--- Begin Provided text ---

How did it all begin? Follow the journey from the beginning …
One of the great pleasures of publishing a new book is the opportunity to revisit places that became my temporary home while I was doing the research. I’m especially excited to return to one of my favorite cities, Chicago, in just a few weeks. Please join me at the fantastic Printers Row Lit Fest on Sunday, June 9, and at the amazing Newberry Library on Thursday, June 13. We will relive the adventure of Chicago’s race to become the Capital of the World at the end of World War II, and I am sure I will learn a lot from you about the city’s more recent endeavors to take the world stage. Click for details:
When the United Nations began its search for a world capital site in the northeastern United States in 1946, Boston became a focus of attention. With diplomats on the way to inspect possible sites, cities and towns in Massachusetts clamored to be noticed. Their letters, telegrams, and promotional brochures came so quickly, and in such volume, that news reporters could only speculate about the extent of the competition. Capital of the World: The Race to Host the United Nations documents more than forty communities in Massachusetts that vied for the UN’s attention — along with several that energetically resisted.
Now, we have a new contender. Sean M. Fisher, an archivist with the Massachusetts Department of Conservation and Recreation, writes that evidence of a world capital campaign by Gardner, Massachusetts, turned up during a recent survey of local history records at Gardner Heritage State Park. The Gardner boosters, led by William A. McMahon (1910-98), presented their town as the “logical site for the permanent home of the United Nations Organization” in a promotional booklet dated January 5, 1946.
Thanks to Sean for adding to our understanding of the scope of American interest in creating a Capital of the World at the end of World War II. I am sure there are more world capital hopefuls waiting to be found, especially in the northeastern United States. Let me know, and if there is documentation we will add them to the list!
On May 2, 1945, the Niagara Falls Gazette published an editorial that gave new life to an old idea.
During the First World War, Congressman Robert H. Gittins had proposed an international conference at Niagara Falls to form a league of nations. Thirty years later, as a private citizen, Gittins proposed the location once again for the UN and the Gazette’s editorial launched a civic campaign to create a world capital on an island between the United States and Canada. Business leaders and public officials from Niagara Falls, Ontario, joined their counterparts in New York in an extensive campaign that included traveling to London to appeal directly to the UN. Originally aiming to place the UN on Canada-owned Navy Island, they quickly changed their proposal to nearby Grand Island, in U.S. territory, after the UN’s decision to place its headquarters in the United States.

--- End Provided text ---

Written task 1: In the text on the race to host the United Nations, who led the Gardner boosters?
Written task 2: Write a continuation of the text on the race to host the United Nations, picking up right after its final sentence.
The lines that come next have no role in this work.

--- Begin Provided material ---

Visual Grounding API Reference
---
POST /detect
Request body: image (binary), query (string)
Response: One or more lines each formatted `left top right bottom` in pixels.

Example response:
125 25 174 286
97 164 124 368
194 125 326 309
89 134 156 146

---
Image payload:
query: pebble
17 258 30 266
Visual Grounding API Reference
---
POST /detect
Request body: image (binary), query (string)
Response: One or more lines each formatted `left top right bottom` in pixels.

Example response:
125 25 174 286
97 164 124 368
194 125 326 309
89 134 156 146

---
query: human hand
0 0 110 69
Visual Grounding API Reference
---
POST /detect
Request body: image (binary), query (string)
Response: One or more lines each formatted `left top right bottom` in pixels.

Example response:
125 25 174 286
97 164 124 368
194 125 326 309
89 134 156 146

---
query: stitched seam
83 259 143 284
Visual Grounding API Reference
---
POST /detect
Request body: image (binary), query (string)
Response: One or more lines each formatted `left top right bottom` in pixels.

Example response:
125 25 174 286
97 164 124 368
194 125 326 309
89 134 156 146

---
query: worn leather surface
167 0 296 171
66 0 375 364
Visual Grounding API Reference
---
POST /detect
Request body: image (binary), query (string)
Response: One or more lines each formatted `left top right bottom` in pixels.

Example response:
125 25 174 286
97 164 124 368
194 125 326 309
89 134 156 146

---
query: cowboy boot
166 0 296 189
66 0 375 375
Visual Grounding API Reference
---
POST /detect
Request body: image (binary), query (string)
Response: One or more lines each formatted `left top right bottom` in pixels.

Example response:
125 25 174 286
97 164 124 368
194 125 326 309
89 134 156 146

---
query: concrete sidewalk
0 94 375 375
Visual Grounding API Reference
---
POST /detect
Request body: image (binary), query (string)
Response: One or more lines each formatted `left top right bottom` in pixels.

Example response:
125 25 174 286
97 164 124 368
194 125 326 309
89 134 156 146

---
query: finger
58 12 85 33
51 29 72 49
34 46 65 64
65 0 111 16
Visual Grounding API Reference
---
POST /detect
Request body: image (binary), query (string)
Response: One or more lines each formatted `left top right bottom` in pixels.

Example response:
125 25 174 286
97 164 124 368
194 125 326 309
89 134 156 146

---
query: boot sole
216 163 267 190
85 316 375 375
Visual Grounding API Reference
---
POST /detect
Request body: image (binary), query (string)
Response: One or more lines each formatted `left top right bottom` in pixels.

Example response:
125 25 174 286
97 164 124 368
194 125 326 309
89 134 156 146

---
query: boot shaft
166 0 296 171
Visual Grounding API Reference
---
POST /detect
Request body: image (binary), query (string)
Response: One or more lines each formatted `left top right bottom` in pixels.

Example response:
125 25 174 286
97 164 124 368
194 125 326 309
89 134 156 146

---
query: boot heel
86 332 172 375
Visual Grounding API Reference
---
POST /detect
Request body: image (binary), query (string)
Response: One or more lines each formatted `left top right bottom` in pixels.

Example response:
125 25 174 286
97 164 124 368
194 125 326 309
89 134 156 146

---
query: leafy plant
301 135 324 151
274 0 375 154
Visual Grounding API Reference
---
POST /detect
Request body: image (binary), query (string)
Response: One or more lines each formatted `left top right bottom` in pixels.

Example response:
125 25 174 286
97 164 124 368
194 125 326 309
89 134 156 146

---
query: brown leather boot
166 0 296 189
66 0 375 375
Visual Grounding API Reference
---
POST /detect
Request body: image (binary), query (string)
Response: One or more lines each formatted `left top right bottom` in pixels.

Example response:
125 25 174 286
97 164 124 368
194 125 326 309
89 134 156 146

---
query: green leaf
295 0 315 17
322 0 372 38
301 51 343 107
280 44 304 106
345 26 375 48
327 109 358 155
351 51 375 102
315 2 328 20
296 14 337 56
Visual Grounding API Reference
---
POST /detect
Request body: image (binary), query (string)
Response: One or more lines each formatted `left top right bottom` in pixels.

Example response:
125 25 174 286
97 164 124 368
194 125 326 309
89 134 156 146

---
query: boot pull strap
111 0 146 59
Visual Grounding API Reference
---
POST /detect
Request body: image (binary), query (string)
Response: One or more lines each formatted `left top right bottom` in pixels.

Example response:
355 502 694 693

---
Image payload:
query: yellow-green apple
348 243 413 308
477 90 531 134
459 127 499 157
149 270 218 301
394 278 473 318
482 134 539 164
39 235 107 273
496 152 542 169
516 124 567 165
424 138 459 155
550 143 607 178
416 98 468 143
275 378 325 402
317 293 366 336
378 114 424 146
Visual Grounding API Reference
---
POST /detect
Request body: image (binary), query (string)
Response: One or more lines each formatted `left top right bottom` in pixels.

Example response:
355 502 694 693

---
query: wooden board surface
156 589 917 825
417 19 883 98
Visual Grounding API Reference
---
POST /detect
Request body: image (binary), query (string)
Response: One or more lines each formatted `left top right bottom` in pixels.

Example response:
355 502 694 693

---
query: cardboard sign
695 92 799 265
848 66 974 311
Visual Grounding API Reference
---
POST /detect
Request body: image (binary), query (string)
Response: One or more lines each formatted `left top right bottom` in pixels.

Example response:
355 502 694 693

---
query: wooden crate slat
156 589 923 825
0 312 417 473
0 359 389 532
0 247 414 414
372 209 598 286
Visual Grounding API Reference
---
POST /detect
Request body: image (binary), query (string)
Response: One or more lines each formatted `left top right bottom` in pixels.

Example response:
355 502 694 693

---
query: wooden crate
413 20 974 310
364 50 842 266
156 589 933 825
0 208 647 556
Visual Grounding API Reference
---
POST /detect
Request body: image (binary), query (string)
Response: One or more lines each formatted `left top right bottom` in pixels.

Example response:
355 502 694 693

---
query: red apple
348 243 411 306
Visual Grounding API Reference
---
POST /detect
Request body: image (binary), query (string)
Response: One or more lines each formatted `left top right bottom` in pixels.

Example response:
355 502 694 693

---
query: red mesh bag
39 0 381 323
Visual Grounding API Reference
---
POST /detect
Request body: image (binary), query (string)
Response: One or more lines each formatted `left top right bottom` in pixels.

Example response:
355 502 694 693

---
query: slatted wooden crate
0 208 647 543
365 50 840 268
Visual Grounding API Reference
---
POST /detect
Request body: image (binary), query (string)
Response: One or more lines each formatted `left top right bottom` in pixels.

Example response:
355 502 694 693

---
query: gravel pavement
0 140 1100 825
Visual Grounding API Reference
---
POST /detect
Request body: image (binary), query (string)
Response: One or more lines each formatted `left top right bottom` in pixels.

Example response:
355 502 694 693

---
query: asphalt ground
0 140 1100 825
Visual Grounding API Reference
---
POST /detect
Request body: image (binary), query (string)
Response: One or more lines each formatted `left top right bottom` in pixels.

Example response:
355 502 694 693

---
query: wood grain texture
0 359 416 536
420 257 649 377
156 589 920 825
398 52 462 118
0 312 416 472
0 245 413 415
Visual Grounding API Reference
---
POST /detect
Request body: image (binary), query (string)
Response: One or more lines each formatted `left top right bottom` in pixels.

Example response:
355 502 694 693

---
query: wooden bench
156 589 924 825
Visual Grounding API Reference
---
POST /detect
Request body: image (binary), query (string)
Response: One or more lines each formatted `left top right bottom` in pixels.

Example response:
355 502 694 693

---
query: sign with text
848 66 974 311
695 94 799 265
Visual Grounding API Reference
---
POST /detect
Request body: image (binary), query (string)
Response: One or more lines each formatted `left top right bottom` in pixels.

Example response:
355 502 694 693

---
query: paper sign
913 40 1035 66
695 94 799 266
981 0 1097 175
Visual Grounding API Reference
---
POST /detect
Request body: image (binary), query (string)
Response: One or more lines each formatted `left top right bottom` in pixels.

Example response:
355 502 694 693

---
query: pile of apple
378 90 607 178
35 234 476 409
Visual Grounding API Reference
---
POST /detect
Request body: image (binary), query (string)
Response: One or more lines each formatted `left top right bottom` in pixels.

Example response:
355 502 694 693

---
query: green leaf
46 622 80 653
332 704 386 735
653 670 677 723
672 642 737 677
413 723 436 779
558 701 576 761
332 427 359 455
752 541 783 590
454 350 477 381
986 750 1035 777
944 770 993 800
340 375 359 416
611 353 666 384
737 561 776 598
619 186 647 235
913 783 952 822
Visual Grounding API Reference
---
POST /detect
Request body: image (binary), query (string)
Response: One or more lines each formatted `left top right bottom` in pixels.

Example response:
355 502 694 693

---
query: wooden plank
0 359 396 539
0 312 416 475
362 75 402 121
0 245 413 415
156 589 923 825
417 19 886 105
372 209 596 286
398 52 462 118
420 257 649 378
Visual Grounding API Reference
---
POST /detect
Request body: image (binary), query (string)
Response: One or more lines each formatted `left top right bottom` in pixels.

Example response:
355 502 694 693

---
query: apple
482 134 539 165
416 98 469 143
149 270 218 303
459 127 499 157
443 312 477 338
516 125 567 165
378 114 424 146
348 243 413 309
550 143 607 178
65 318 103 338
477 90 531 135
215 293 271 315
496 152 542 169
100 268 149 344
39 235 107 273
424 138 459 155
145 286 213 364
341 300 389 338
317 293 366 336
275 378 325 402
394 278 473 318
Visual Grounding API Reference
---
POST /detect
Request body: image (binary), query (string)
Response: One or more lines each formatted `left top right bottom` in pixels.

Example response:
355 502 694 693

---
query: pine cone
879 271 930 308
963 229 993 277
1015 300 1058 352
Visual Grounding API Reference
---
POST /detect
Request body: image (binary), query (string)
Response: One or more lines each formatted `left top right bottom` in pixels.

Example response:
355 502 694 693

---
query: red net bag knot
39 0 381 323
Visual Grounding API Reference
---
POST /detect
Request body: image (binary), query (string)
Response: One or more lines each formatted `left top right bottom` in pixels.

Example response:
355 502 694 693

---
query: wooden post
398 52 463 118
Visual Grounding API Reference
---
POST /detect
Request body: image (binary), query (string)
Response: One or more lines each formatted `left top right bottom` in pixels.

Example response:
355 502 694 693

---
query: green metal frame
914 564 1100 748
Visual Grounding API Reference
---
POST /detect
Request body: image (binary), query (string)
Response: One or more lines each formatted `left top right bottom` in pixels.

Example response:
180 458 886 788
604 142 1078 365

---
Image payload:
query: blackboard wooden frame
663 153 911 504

--- End Provided material ---

Exercise response 1: William A. McMahon (1910-98) led the Gardner boosters.

Exercise response 2:
Ultimately, Niagara Falls lost its bid to the UN’s desire to be close to a major city, particularly Boston or New York. To find out more about campaigns by New York cities and towns, check out the List of Contenders and the complete story in the pages of Capital of the World: The Race to Host the United Nations.
On December 17, 1945, the Daily News-Press of Stillwater, Oklahoma, published an editorial proposing, “Stillwater Should Be the World Capital.”
Within days, letters to the editor agreed. Stillwater should be the Capital of the World—that is, the headquarters site for the newly-chartered United Nations. Granted, the letters included some that were penned purely for amusement by servicemen stationed nearby at the U.S. Navy Japanese Language School. But the newspaper was not joking when it advised its readers, “Some spot within the United States will become the capital for the United Nations and Stillwater should get busy and do a good selling job to get that capital located here.”
If Stillwater had been alone in this far-fetched idea, it would be no more than a footnote to local history. But Stillwater was not alone. During 1944-46, Americans in at least 248 cities and towns vied for the attention of the world’s leading diplomats as the UN sought a site for its headquarters. New York City, the ultimate choice, was far from the favored option and in fact was ruled out initially because the diplomats desired a place with its own identity apart from a major city. The model they had in mind was Canberra, the new capital city of Australia.
Even as the UN’s search narrowed to the northeastern United States, boosters in the rest of the nation remained convinced that the diplomats were overlooking obvious, more suitable opportunities. “In this section, delegates could work in peace and quiet free from the nervous and flighty east,” the Daily News-Press in Stillwater noted when the diplomats eliminated the American West because of its distance from Europe. In the spirit of boosterism, others concluded brightly that they had succeeded in gaining a welcome flash of publicity, if not the ultimate prize.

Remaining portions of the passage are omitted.